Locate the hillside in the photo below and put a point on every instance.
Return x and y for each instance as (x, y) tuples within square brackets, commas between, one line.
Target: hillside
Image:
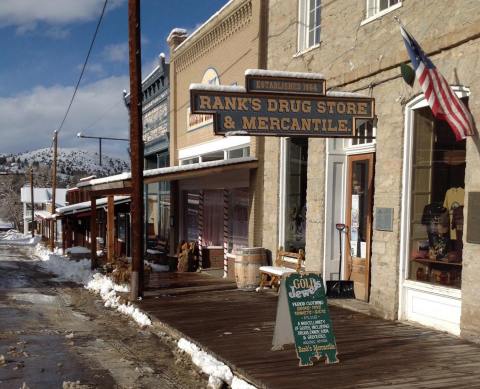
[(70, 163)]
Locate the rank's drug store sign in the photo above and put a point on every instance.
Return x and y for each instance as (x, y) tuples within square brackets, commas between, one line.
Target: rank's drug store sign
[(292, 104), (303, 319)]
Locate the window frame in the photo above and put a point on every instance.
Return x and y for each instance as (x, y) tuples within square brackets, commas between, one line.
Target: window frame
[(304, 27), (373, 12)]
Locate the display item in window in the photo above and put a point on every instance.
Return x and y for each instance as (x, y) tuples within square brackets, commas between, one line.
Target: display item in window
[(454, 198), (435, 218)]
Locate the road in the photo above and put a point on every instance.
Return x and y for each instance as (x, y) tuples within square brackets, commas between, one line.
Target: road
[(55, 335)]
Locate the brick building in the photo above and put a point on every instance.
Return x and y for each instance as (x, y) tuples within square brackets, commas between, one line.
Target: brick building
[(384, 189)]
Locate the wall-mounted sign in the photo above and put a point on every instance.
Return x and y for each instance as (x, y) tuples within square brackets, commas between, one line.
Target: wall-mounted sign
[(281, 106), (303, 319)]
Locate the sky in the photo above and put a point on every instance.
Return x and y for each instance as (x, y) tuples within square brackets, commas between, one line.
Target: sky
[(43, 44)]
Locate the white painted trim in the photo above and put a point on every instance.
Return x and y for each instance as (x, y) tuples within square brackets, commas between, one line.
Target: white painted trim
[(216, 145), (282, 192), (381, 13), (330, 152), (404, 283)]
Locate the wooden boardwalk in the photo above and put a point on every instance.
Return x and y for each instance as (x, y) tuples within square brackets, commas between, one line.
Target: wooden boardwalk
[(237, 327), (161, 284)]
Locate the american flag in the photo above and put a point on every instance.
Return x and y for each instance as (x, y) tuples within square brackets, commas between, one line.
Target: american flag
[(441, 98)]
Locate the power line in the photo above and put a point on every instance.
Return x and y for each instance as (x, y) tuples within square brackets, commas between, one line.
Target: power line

#### Your assignment:
Wherever the word "photo" turns up in the material, copy the whole line.

#### Your solution:
Locate the hillside in the photo below and put a point on every instance.
Locate the rank's drug store sign in the photo above and put a point on every instance.
Locate the window frame in the photo above and put a point on every instance.
Locate the display item in window in the photo above and put a point on every instance.
Locate the road in the photo above and put a point on every instance.
Locate the brick building in the photo above and put a point on every instance.
Locate the wall-mounted sign in the photo above and put a point on every instance.
Locate the sky in the photo above and put a point on every instance.
Locate the white painted trim in the photo above and put a point on every instance.
Locate the wooden boardwalk in the photo above and put a point on every instance.
Locate the american flag in the photo above and put a point on every instance.
Locate the power line in the photo above and put a point on every instance.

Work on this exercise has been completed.